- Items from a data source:
↓↓↓

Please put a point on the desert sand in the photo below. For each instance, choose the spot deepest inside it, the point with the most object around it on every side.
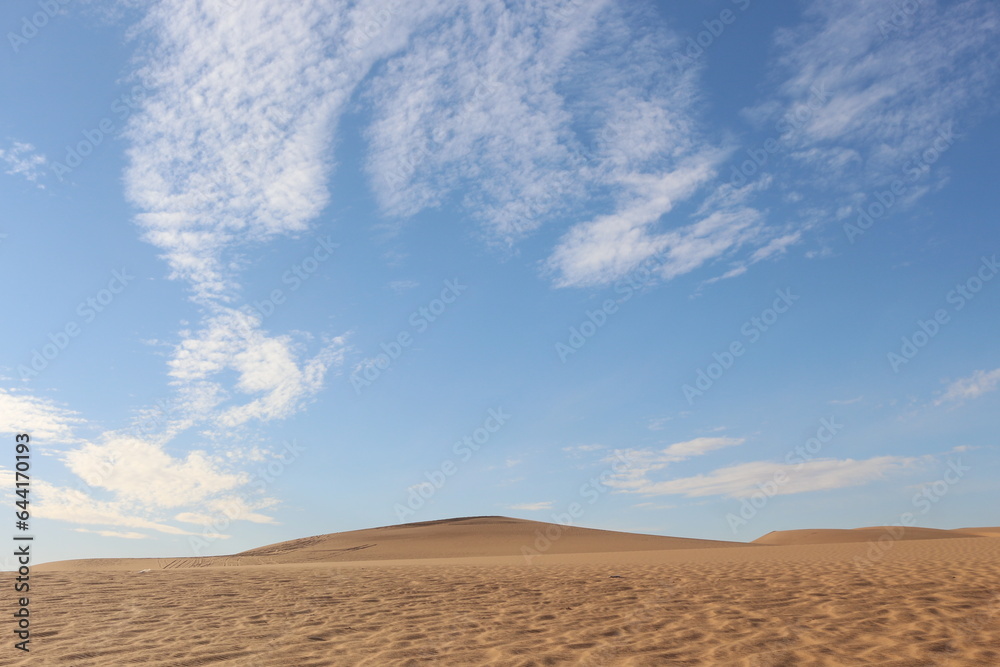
(462, 592)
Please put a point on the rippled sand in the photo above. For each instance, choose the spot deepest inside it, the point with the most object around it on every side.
(913, 602)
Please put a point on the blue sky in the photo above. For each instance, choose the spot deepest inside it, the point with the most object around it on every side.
(706, 270)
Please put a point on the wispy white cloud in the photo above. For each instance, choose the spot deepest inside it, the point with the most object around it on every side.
(642, 462)
(129, 535)
(532, 507)
(143, 474)
(77, 506)
(21, 159)
(974, 386)
(861, 98)
(743, 480)
(268, 366)
(41, 418)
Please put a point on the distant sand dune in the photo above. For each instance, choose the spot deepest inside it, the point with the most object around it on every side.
(494, 536)
(914, 601)
(836, 535)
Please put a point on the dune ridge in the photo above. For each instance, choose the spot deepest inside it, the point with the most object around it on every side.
(929, 601)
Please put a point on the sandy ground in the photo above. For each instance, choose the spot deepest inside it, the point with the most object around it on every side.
(896, 601)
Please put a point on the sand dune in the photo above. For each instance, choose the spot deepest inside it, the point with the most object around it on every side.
(494, 536)
(916, 601)
(872, 533)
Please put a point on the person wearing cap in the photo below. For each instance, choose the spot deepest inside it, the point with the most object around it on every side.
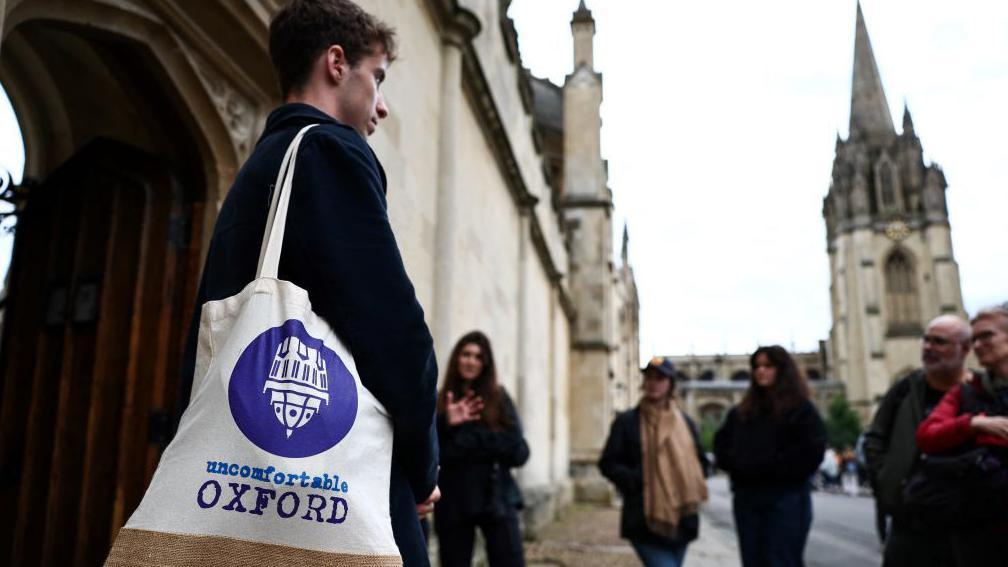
(770, 445)
(654, 458)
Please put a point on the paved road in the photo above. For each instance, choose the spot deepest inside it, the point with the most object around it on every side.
(843, 527)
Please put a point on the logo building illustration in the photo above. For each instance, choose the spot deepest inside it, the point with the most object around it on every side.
(297, 383)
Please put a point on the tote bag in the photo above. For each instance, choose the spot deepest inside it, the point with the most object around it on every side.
(282, 457)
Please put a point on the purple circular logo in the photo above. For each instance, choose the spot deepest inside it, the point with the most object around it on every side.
(290, 394)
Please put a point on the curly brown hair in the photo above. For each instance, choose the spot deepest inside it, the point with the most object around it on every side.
(302, 29)
(485, 385)
(788, 390)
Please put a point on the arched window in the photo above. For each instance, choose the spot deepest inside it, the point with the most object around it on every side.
(901, 295)
(885, 181)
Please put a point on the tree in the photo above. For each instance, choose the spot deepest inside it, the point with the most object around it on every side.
(843, 426)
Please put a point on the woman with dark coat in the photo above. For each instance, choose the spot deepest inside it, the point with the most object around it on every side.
(654, 458)
(771, 444)
(481, 441)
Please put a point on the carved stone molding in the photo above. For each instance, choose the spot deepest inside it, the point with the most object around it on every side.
(237, 111)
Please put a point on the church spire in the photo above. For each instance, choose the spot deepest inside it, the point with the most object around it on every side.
(583, 26)
(625, 253)
(907, 121)
(869, 109)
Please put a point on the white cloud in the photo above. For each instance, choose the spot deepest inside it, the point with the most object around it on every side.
(719, 127)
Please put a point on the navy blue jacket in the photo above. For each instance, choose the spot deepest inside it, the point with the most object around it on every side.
(476, 469)
(622, 463)
(762, 452)
(340, 247)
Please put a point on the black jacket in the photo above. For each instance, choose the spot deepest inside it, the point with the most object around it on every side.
(339, 246)
(764, 452)
(621, 463)
(476, 468)
(890, 442)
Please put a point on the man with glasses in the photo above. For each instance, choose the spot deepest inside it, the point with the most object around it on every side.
(891, 449)
(975, 415)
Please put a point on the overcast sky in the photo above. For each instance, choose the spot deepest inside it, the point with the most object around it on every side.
(719, 127)
(719, 124)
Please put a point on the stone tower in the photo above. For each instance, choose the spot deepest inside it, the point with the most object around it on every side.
(588, 207)
(891, 262)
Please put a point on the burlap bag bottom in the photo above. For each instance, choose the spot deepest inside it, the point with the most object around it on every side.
(140, 548)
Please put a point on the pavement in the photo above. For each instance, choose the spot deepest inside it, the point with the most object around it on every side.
(588, 536)
(843, 534)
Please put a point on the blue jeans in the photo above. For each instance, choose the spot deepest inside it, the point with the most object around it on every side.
(654, 556)
(772, 525)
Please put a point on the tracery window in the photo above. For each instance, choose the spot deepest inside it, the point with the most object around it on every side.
(888, 191)
(901, 295)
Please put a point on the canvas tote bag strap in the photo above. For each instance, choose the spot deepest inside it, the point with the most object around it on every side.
(276, 221)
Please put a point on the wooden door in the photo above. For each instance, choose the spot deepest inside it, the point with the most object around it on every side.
(102, 286)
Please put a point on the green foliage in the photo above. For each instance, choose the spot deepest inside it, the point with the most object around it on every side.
(843, 426)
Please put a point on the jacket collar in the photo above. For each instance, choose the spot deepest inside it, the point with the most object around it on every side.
(297, 115)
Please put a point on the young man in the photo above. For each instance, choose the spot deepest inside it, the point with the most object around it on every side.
(331, 59)
(976, 415)
(890, 447)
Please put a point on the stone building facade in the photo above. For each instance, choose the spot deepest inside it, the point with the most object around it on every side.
(891, 262)
(136, 114)
(604, 337)
(710, 384)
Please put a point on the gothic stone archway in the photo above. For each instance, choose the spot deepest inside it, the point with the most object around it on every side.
(132, 137)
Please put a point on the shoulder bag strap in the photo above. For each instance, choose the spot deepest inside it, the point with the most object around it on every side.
(272, 238)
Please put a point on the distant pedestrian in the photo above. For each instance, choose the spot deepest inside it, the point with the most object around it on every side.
(973, 417)
(771, 444)
(830, 469)
(481, 441)
(891, 450)
(654, 458)
(850, 474)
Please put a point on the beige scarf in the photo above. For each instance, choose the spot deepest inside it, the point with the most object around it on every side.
(673, 481)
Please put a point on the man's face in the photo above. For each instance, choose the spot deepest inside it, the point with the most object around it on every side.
(990, 341)
(361, 105)
(656, 385)
(942, 349)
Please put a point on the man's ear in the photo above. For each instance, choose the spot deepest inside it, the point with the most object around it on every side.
(336, 64)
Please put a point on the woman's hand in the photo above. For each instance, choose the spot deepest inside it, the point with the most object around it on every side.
(464, 411)
(996, 426)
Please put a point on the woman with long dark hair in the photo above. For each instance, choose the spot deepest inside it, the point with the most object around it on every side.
(654, 458)
(481, 441)
(771, 444)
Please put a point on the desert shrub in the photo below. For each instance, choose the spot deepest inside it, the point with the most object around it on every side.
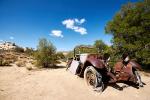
(45, 54)
(20, 63)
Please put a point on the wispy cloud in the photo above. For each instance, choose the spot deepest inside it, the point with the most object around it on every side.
(11, 38)
(74, 24)
(56, 33)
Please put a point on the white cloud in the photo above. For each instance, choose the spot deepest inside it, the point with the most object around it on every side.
(71, 24)
(81, 21)
(11, 38)
(56, 33)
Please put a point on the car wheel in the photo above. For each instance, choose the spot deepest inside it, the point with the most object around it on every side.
(93, 79)
(138, 77)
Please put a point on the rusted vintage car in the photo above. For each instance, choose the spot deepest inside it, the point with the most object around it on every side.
(94, 69)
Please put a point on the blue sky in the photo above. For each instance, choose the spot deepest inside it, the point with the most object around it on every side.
(66, 23)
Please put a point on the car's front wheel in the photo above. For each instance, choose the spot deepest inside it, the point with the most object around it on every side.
(93, 79)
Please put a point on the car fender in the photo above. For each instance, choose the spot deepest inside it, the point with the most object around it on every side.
(135, 65)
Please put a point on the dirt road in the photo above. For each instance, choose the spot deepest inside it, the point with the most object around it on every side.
(17, 83)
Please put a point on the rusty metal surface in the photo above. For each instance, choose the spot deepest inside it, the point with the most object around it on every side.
(95, 61)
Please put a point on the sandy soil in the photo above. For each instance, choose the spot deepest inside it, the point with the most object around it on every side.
(17, 83)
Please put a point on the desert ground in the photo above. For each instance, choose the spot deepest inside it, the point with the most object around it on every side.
(18, 83)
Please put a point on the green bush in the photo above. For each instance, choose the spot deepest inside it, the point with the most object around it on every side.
(45, 54)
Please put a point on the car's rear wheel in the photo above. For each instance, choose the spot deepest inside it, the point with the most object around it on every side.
(93, 79)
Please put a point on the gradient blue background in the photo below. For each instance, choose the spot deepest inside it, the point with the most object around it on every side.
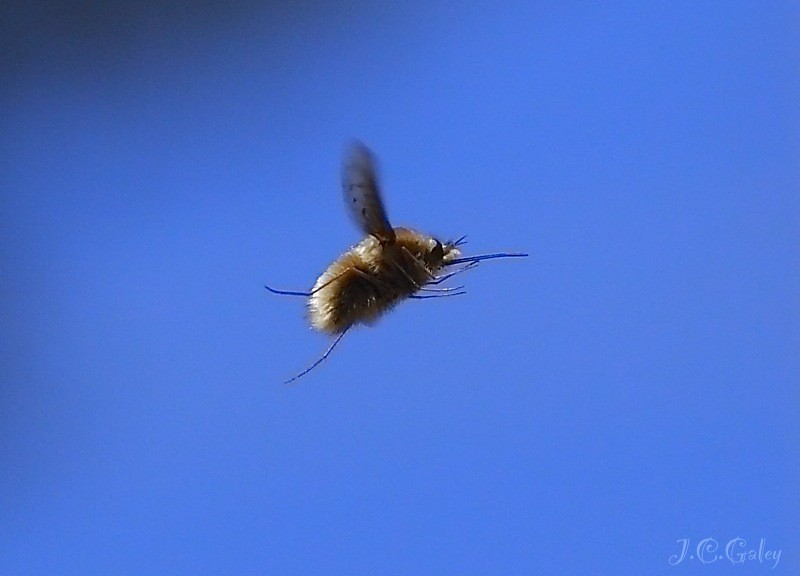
(634, 382)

↑↑↑

- Work order: Starting with the line that holds "Please put a point on the gradient", return each line exactly through the final line of the entries above; pictures are not part of the output.

- Problem solution:
Please put a point on the gradient blue background in the photo below. For each instance, choose the spot deepest inside it, the point with the most object around it on every side.
(634, 382)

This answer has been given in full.